Text shown:
Add to that the possibility of servicing vehicles with dual batteries and other sophisticated engineering and it's clear why training is essential.
Technicians should also consider customers' driving styles and environments. For example, Kohler says that batteries built with pure lead tend to last longer in desert environments.
"A recycled battery has dissimilar elements that make up the battery," he adds. "They are always reacting with each other and literally discharge on their own.”
Anna Hung, product specialist for batteries, Robert Bosch GmbH, urges shop owners to recommend high-quality absorbent glass matt (AGM) batteries, especially in frigid environments.
"AGM batteries are well-known for longer life than conventional flooded batteries under extreme weather, especially when it comes to starting a car in cold weather," she says. "When looking for an AGM battery, make sure it is 100% maintenance-free and offers constant power even for short trips, stop-and-go traffic or high consumption in stationary mode."
Although techs need the education to provide reliable recommendations, Hobbs notes that sophisticated battery testing equipment provides solid backups. Testing also increases customers' confidence in the advice you provide.
“Many provide the result in printed form, for [customers] that may not be as technically savvy as others,” adds Jason Searl, vice president of product management, Clarios. He says results also can be emailed to customers.
"We're developing next-generation tools that can be adopted by different aftermarket and other channels so [technicians] ask the right questions to determine how people use their vehicles. Based on the algorithm, it helps find the right battery for that person, so the customer isn't oversold or undersold.”
Put the plan in place
“We’ve seen a good amount of auto retailers providing free battery check services and waiving installation charges if a consumer purchases a battery through their stores or online,” says Hung. “This is a great strategy for (shops) looking to attract battery work and to increase longer-term customer loyalty."
Unless your customers consistently seek oil changes and other routine maintenance, they might not see you on a regular basis unless their vehicles break down, according to Hobbs, who adds that this is an opportunity to display your dealership's expertise and win loyal customers.

Stored data:
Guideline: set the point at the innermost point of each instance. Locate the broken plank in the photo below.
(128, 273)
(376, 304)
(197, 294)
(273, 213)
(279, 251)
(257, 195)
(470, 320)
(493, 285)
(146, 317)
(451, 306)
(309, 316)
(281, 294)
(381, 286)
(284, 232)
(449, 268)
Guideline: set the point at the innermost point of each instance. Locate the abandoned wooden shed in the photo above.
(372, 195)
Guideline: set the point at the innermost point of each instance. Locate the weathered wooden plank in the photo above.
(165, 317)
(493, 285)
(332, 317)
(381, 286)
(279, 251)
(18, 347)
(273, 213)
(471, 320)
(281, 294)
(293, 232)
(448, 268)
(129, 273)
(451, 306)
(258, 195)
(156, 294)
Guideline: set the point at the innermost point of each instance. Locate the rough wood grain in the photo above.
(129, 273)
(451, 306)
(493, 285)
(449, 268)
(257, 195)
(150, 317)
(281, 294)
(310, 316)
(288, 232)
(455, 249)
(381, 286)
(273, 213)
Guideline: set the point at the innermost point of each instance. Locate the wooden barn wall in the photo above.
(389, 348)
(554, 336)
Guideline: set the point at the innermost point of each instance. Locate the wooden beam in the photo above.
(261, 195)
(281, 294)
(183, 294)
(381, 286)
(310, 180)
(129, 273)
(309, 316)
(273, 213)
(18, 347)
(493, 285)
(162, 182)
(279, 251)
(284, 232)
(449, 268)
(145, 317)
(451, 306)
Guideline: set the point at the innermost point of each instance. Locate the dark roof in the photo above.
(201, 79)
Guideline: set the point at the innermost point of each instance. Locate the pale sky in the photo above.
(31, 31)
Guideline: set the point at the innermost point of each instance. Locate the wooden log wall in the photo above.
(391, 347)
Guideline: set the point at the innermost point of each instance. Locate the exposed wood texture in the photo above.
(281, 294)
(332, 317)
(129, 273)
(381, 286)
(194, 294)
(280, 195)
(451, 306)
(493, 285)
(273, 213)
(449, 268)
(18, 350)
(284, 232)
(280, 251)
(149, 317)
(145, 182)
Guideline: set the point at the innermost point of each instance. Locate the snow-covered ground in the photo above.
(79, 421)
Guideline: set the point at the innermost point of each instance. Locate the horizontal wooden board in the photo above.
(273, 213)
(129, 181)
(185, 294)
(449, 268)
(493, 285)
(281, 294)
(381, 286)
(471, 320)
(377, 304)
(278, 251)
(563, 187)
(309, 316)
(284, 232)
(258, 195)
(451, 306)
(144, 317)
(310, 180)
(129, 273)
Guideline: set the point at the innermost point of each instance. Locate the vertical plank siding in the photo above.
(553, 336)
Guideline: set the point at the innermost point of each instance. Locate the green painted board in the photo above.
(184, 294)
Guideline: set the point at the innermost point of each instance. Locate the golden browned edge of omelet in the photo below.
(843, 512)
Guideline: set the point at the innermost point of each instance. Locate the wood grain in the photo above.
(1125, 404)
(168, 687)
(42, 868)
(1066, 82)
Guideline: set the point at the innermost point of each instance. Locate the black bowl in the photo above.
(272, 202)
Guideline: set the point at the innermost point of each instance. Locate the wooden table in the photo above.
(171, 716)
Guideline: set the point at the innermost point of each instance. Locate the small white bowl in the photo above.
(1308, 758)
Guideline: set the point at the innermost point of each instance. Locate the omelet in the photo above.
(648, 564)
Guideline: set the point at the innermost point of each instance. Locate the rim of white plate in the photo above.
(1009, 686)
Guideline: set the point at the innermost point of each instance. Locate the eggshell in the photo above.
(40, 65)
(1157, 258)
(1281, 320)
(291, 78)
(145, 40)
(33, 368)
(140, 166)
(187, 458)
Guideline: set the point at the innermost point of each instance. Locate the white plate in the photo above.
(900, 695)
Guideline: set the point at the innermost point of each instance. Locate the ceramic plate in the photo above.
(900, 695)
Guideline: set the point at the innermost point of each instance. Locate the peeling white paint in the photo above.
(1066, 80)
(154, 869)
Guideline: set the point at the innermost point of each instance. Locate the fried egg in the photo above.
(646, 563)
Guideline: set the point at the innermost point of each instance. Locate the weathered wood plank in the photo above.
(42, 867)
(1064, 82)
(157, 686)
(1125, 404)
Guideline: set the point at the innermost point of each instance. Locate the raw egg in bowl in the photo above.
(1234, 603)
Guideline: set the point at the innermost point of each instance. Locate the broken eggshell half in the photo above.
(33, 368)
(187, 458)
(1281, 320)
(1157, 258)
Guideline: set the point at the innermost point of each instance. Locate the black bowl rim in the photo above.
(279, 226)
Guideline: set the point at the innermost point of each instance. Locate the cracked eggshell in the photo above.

Work order 1: In the car battery text, what kind of battery does Kohler say tends to last longer in desert environments?
Work order 2: Duplicate everything in the car battery text from "Add to that" down to "in desert environments.".

Expected output 1: Batteries built with pure lead.

Expected output 2:
Add to that the possibility of servicing vehicles with dual batteries and other sophisticated engineering and it's clear why training is essential.
Technicians should also consider customers' driving styles and environments. For example, Kohler says that batteries built with pure lead tend to last longer in desert environments.